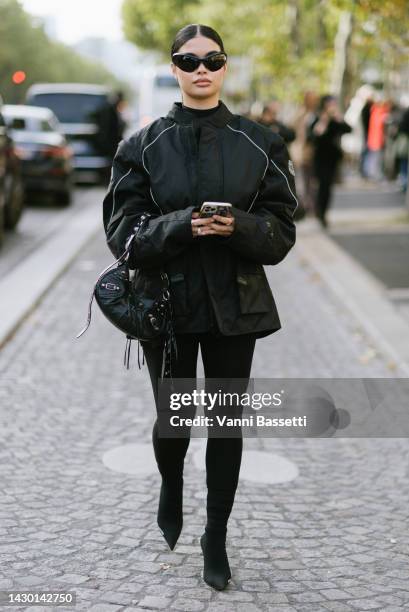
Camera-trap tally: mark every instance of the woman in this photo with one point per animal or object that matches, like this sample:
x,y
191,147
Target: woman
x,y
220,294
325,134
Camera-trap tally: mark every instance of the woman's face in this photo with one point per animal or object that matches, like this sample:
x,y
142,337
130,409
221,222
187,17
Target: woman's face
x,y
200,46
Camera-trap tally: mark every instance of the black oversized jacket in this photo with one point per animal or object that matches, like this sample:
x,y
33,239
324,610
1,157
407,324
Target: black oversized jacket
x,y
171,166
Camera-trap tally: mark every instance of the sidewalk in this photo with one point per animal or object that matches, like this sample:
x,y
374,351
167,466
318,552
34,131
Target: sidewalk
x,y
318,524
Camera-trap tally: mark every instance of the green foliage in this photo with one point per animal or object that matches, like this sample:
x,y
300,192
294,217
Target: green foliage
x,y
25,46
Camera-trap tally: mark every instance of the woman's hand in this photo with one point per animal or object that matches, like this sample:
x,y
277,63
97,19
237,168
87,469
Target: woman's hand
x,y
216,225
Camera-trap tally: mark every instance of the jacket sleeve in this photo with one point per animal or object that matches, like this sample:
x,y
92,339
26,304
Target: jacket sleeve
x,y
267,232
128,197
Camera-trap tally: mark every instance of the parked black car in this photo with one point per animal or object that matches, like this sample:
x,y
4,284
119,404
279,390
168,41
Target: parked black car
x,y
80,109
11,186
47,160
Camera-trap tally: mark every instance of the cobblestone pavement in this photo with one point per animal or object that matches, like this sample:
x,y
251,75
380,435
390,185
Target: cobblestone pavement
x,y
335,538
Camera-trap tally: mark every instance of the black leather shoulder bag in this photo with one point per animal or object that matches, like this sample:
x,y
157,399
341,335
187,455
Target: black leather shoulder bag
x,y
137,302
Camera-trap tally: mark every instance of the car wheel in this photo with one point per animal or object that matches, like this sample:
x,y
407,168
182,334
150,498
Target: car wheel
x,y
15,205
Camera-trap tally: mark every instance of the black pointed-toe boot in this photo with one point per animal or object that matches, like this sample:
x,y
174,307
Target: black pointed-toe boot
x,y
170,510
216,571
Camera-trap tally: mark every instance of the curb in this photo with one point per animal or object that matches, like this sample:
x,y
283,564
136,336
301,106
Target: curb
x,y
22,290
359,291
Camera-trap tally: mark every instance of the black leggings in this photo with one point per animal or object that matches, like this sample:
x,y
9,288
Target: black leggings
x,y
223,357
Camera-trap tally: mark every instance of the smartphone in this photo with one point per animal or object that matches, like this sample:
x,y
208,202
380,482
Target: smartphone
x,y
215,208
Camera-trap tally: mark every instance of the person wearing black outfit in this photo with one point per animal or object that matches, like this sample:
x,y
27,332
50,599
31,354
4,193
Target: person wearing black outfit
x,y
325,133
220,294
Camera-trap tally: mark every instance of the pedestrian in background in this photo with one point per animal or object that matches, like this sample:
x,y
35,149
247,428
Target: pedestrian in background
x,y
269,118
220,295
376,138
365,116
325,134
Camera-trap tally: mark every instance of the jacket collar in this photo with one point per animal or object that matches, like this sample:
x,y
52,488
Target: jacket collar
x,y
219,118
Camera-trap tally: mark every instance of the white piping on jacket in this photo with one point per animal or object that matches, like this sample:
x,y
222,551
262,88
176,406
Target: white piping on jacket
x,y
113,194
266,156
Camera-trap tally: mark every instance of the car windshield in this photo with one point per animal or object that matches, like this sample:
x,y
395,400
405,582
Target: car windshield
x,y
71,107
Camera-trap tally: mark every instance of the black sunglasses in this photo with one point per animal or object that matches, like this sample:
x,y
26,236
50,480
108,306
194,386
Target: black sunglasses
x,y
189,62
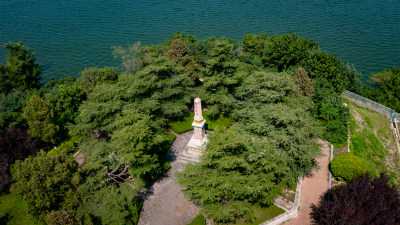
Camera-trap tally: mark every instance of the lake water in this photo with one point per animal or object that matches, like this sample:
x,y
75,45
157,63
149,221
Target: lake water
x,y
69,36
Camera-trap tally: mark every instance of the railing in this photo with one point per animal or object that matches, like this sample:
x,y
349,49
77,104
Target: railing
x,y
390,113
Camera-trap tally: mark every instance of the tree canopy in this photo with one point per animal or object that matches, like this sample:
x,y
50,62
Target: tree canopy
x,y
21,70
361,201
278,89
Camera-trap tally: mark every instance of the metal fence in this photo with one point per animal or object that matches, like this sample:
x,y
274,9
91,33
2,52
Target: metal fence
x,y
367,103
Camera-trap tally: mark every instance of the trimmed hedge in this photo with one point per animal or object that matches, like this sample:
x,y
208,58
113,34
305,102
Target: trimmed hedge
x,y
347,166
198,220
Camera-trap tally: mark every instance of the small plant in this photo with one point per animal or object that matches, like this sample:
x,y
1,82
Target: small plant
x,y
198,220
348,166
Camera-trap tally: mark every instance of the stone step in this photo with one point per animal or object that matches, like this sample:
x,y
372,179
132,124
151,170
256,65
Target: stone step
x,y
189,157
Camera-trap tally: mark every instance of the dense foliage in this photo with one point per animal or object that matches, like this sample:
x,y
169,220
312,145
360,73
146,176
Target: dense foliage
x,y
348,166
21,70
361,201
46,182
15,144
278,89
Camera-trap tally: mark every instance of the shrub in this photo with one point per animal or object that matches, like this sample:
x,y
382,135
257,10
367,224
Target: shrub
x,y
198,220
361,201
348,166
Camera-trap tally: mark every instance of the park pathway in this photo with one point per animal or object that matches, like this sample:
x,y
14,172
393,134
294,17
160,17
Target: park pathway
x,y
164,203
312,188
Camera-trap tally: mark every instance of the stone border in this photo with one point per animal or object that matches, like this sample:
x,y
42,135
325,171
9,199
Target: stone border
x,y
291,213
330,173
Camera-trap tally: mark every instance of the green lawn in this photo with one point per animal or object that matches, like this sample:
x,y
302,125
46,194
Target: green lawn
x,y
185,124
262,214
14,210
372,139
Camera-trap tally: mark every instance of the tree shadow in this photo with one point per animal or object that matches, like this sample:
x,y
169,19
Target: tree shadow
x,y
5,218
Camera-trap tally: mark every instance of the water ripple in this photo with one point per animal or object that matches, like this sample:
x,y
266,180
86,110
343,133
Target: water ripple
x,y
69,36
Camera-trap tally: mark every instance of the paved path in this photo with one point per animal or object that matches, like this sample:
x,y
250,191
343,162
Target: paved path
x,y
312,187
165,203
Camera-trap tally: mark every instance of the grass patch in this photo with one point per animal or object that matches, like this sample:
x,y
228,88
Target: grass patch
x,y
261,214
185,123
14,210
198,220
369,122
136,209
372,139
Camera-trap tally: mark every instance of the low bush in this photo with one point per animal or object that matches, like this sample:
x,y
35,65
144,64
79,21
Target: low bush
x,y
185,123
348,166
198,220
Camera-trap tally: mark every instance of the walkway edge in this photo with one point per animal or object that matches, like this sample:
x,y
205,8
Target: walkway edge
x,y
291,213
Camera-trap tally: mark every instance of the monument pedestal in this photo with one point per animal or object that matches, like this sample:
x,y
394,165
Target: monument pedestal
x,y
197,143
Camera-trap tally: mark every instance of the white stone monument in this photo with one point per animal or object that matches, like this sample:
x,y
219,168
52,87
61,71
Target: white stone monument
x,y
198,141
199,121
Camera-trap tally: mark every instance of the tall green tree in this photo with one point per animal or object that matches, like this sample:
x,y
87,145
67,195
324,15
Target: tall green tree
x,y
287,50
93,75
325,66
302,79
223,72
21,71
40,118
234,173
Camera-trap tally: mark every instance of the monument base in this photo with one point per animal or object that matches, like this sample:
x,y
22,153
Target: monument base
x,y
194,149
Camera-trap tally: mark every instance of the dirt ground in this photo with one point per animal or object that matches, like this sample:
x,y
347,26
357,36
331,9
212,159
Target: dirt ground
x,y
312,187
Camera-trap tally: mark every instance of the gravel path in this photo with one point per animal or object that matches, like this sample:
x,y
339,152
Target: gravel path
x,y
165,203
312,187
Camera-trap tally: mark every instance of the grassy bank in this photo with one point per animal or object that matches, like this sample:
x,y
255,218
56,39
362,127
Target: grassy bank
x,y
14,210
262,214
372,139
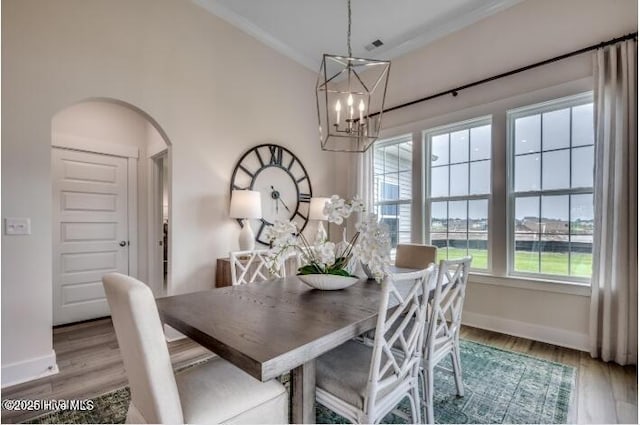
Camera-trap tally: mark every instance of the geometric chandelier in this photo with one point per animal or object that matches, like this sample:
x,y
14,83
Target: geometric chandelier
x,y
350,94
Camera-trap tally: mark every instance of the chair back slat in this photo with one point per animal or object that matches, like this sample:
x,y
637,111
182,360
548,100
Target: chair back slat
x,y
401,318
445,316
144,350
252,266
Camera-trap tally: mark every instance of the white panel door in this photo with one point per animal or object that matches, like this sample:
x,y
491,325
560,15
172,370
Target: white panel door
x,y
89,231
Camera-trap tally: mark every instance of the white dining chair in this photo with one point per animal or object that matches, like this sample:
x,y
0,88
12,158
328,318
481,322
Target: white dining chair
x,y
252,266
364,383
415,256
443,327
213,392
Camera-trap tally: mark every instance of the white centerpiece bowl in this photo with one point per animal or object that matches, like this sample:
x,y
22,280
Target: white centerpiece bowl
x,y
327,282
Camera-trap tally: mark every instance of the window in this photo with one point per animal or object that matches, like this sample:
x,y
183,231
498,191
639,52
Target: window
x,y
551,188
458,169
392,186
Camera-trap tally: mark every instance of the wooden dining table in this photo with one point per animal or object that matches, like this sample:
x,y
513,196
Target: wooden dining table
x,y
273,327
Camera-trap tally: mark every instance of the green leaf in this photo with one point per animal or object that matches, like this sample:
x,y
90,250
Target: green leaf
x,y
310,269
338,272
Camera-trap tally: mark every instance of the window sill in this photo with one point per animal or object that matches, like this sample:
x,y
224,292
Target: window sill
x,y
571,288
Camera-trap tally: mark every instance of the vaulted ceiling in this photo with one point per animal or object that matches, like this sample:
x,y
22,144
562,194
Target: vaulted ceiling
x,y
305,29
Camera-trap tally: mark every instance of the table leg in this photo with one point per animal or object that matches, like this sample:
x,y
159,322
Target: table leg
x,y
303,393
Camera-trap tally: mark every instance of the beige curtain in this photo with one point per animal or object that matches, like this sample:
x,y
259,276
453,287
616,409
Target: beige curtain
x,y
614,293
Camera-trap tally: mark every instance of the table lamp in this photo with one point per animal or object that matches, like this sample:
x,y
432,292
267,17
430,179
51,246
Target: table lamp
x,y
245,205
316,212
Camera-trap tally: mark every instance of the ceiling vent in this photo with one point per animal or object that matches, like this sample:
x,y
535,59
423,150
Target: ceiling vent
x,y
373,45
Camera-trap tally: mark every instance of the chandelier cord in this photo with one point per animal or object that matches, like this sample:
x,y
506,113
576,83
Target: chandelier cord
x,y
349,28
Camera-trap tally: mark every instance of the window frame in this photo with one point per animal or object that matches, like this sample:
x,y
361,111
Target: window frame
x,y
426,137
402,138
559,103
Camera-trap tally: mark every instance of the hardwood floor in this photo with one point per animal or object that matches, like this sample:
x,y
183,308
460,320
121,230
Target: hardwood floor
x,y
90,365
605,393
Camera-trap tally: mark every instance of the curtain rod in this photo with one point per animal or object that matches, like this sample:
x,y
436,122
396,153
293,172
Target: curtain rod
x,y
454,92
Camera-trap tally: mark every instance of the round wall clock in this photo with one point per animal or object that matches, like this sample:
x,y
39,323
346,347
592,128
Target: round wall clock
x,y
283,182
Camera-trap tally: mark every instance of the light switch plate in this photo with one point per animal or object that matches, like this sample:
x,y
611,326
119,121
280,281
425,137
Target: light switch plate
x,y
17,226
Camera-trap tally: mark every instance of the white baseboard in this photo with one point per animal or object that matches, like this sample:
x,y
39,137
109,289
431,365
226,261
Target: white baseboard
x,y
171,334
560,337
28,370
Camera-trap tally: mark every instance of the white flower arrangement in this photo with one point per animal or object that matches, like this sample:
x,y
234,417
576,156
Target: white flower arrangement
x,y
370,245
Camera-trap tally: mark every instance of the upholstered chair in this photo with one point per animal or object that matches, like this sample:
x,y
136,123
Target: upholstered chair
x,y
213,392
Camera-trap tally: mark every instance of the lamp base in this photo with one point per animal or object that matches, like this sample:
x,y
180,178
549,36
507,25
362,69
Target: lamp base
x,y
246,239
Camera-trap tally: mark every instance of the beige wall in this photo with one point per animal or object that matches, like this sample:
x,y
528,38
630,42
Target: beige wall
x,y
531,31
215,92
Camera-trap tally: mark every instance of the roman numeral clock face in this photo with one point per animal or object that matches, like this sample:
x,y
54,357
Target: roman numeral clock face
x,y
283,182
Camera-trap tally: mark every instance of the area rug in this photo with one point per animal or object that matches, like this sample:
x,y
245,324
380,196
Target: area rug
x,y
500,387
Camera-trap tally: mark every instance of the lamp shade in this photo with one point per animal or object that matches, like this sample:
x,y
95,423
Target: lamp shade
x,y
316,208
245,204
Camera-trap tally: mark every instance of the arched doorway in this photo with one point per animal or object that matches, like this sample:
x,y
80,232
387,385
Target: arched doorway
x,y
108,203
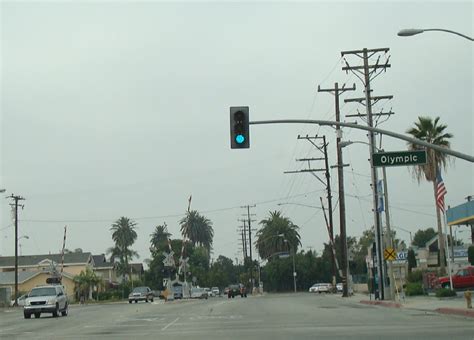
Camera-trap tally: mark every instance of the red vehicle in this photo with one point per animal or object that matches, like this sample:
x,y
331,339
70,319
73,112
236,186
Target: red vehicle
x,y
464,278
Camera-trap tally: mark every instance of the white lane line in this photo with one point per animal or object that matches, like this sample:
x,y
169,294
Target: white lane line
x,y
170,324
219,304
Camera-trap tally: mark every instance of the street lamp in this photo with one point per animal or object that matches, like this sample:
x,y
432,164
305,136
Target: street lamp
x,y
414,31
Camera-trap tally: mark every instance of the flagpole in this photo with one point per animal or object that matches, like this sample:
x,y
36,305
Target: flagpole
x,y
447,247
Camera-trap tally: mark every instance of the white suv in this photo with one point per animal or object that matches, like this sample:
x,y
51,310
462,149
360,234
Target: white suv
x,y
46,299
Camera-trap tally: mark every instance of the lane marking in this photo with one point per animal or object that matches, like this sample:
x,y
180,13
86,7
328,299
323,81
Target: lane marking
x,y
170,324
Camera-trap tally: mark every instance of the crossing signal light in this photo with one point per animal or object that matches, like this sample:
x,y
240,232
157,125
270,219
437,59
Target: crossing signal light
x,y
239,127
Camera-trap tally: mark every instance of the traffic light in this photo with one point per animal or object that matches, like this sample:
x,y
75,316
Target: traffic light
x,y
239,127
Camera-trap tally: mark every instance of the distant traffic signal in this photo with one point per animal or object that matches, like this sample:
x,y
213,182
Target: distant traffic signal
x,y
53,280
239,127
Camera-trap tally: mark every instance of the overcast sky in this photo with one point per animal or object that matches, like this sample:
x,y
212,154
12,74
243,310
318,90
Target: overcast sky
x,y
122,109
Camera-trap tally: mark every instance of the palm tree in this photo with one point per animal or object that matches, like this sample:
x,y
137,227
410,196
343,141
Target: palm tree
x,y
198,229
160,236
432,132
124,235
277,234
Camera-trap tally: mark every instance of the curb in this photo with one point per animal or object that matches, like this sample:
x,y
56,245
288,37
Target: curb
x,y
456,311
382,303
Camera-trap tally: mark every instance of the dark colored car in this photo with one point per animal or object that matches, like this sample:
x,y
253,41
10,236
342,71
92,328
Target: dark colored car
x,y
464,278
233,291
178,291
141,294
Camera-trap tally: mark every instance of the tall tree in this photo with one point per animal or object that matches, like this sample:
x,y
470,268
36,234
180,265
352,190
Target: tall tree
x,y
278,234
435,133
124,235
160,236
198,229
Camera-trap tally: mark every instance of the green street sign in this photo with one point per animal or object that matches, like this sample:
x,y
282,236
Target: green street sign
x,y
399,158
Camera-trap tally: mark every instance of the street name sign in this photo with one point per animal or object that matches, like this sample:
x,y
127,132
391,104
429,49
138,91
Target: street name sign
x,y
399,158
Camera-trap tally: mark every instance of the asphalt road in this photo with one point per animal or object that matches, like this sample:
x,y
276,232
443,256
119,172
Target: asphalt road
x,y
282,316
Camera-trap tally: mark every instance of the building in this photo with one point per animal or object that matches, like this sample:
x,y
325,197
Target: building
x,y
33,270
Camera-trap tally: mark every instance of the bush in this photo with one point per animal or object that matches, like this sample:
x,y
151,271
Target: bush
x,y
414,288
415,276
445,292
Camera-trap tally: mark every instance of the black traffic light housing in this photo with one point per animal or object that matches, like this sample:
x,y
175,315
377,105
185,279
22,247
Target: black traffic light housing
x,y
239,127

-- Task to carry out --
Nothing but the lines from the one with "Target: dark colored car" through the end of the data above should be repeated, each exactly as it stands.

-- Answer to the exercise --
Target: dark colored car
x,y
464,278
233,291
178,291
141,294
Camera-trap tally: mark every instance of the tall tree in this photo with one point per animal or object that matches, like this sample:
x,y
470,268
36,234
180,265
352,190
Target: tall tree
x,y
278,234
435,133
124,235
160,236
198,229
Camera-trap tally: mark every instance of the green street sign in this photo with one point per animal or object that matches, like this sample:
x,y
282,236
Target: green street sign
x,y
399,158
Camera-trap tally: mark every instance of the street name sign in this photo with one point per animal or object that matches, like this sample:
x,y
127,132
391,104
429,49
138,91
Target: street name sign
x,y
399,158
Camera-trap tally: mark every instance of the asphalt road in this photo with one point per animal or object that matches, like this sample:
x,y
276,232
443,256
119,172
Target: asphalt road
x,y
282,316
Camera-trap tally: mark every instance of the building in this photo with one point per animal or object that matches, like this sample:
x,y
325,197
Target: building
x,y
33,270
Camera-trap tally: mark every instance of the bush in this photo with one point per animal or object that matches, like this sample:
x,y
151,271
Target: bush
x,y
414,288
415,276
445,292
Camera-trap tally: mark every instance of the black traffic light housing in this photo with one point per animal or object that matches, like this sample:
x,y
175,315
377,105
185,279
22,247
Target: black traffic light housing
x,y
239,127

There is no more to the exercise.